As well as standard normal random effects meta-analysis, fitting of robust models incorporating either a `t`

-distribution random effect (Lee and Thompson, 2008 or Baker and Jackson, 2008) or a mixture of normals (Beath, 2014) may be fitted. For all models the profile log-likelihood (Hardy and Thompson, 1996) is used to determine the confidence intervals for the parameters, with corresponding p values calculated using the likelihood ratio test, to give consistency between the confidence intervals and p values. The profile log-likelihood produces confidence intervals with better properties than REML or Der Simonian-Laird method (Brockwell and Gordon 2001, Jackson et al 2010)

For the mixture normal model, multiple starting values are used. This is achieved by starting with the no outlier model, then all possible single outlier models and choosing the model with the maximum likelihood. The process is repeated by adding all possible outliers to obtain the two outlier models and the maximum likelihood chosen. The process is repeated until the likelihood is not further maximised by adding outliers. This method gives a faster fitting time and is more reliable than using random assignments, as we have usually only a small number of outliers.

• INFORMATION SUPPLIED:
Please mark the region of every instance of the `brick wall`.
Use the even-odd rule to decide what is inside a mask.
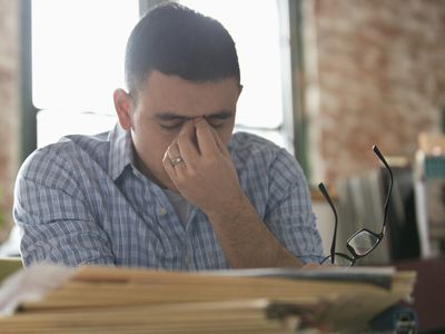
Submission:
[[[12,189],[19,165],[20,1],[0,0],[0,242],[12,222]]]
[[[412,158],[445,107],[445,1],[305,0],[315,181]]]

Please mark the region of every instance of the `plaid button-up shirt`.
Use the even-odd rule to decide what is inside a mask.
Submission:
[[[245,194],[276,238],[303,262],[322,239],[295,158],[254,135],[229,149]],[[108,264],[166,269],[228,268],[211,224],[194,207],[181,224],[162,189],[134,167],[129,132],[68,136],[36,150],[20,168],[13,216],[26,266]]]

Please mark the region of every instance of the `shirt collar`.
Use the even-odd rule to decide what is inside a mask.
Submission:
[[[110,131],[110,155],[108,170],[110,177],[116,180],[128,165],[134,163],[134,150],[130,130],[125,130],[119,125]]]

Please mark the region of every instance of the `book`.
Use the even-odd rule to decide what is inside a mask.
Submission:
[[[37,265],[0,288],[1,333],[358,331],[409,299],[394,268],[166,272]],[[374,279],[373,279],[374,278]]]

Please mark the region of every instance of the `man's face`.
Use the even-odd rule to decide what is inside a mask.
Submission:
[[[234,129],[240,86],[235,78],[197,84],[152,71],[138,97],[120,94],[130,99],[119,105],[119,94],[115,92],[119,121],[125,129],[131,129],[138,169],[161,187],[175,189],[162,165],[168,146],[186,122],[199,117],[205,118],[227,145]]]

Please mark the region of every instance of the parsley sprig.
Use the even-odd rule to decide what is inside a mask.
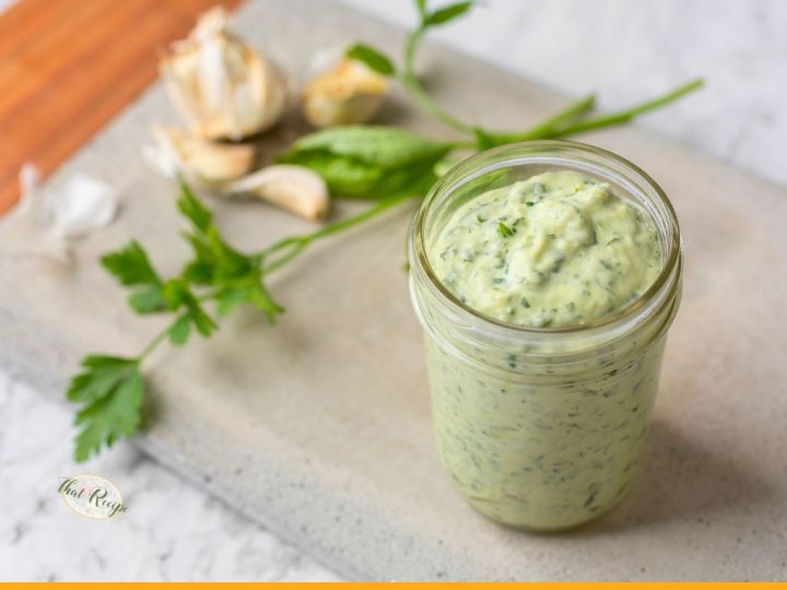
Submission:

• EXERCISE REQUIREMENTS: Condense the paragraph of the meta-analysis excerpt that begins "For the mixture normal model" into a short list, keeping its main facts. Rely only on the excerpt on meta-analysis models, not on the listing.

• ANSWER SPACE:
- The mixture normal model uses multiple starting values.
- Fitting starts with the no-outlier model, then tries every possible single-outlier model and keeps the one with the maximum likelihood.
- All possible further outliers are added to reach the two-outlier models, and the maximum-likelihood model is chosen again.
- This repeats until adding outliers no longer increases the likelihood.
- Because there are usually only a few outliers, this fits faster and more reliably than random assignments.